(Exercise aim) Print each line of the items below verbatim, from the first item to the last.

►

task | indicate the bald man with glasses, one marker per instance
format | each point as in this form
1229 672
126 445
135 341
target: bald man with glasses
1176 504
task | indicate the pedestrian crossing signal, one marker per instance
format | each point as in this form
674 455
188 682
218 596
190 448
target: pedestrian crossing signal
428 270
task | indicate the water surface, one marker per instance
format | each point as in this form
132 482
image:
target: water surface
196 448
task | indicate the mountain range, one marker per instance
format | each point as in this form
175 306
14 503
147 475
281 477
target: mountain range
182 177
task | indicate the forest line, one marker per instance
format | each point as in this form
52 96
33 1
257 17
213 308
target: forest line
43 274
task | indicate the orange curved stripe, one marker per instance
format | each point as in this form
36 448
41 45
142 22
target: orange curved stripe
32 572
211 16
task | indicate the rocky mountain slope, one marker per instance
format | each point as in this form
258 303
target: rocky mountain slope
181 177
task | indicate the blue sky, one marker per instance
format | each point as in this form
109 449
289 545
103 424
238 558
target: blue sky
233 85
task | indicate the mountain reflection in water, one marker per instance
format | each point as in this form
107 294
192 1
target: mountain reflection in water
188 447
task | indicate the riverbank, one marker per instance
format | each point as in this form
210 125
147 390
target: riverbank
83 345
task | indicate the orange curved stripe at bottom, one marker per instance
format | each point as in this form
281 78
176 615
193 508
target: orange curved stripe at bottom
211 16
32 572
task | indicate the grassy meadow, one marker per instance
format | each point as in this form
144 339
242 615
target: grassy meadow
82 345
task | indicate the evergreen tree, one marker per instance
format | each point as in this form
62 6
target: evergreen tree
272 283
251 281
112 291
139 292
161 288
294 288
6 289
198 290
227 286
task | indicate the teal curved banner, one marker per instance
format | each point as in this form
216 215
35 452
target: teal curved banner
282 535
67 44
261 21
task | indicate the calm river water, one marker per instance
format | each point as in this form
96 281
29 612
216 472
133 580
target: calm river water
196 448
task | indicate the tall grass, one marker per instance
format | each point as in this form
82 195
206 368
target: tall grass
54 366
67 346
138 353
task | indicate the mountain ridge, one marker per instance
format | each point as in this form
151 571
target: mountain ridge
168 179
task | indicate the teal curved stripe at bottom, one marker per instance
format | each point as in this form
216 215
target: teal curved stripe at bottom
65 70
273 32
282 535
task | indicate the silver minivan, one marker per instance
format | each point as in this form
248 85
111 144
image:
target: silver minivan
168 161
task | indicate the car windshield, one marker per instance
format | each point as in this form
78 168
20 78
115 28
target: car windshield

◄

(Exercise response)
task | indicate the bald man with glasses, one marker per instance
format | each point as in this form
1229 672
126 445
135 341
target: bald man with glasses
1176 504
task | indicate the pedestrian crossing signal, one marker per instance
format | each point as in this form
674 455
188 682
218 596
190 448
target: pedestrian crossing signal
428 270
task | indicate the water surface, one marker per instance
format | each point as in this form
132 482
image:
target: water surface
196 448
task | indicate the mountain range, one marker per instance
format | each point as in this form
175 306
14 503
147 475
281 477
target: mountain range
182 177
task | indicate the forest line, one marker per instance
format | each point as in this form
52 96
33 1
257 17
213 308
target: forest line
43 274
task | indicate the orange curved stripe, one marker per instance
format | each point as in this form
36 448
41 45
142 22
target: orange curved stripe
32 572
211 16
task | indicate the rocky mountain slope, one marker per instance
format | each point as in this form
258 303
target: rocky mountain slope
181 177
task | indicate the blue sky, one marker per instance
format | each point as in this form
109 449
289 545
103 424
238 558
target: blue sky
233 85
task | indicate the mountain reflection in water, one marker per instance
format | each point as in this form
107 294
192 1
target: mountain reflection in water
188 447
task | indicate the riverbank, one marker per instance
format | each point as in this form
210 125
147 390
target: riverbank
83 345
task | indicate the orange curved stripe at bottom, one marker per instance
format | each point as in this form
281 78
176 615
193 508
target: orange curved stripe at bottom
211 16
32 572
task | indicate the grassy meadow, one marker per instance
format | each point as in this form
144 339
242 615
target: grassy meadow
82 345
task | indicate the evergreen tree, one marker per instance
format | each point as in this form
62 6
target: evergreen tree
272 283
251 281
112 291
139 292
161 288
294 288
6 289
198 290
227 286
task | indicate the teal curved banner, one marker per instance
format | each point as in this form
216 215
35 452
target: teal curved banner
282 535
67 44
261 21
task | indicate the calm river water, one marker per instance
format | each point as in this form
96 281
29 612
216 472
133 580
target: calm river water
196 448
task | indicate the tall grass, one marker per instance
format | each point as in this form
82 195
206 368
target: tall grass
54 366
67 346
138 353
task | indicate the mountain ridge, one marker per instance
format | each point as in this form
151 571
target: mountain ridge
168 179
task | indicate the teal curved stripe at bottom, one marker per instance
format | each point as in this form
216 215
target: teal curved stripe at bottom
65 70
273 32
282 535
task | indicate the silver minivan, one marker per instance
format | each point as in this form
248 85
111 144
image:
target: silver minivan
168 161
task | indicate the car windshield, one marker per instance
format | each point as in this form
78 168
20 78
115 28
target: car windshield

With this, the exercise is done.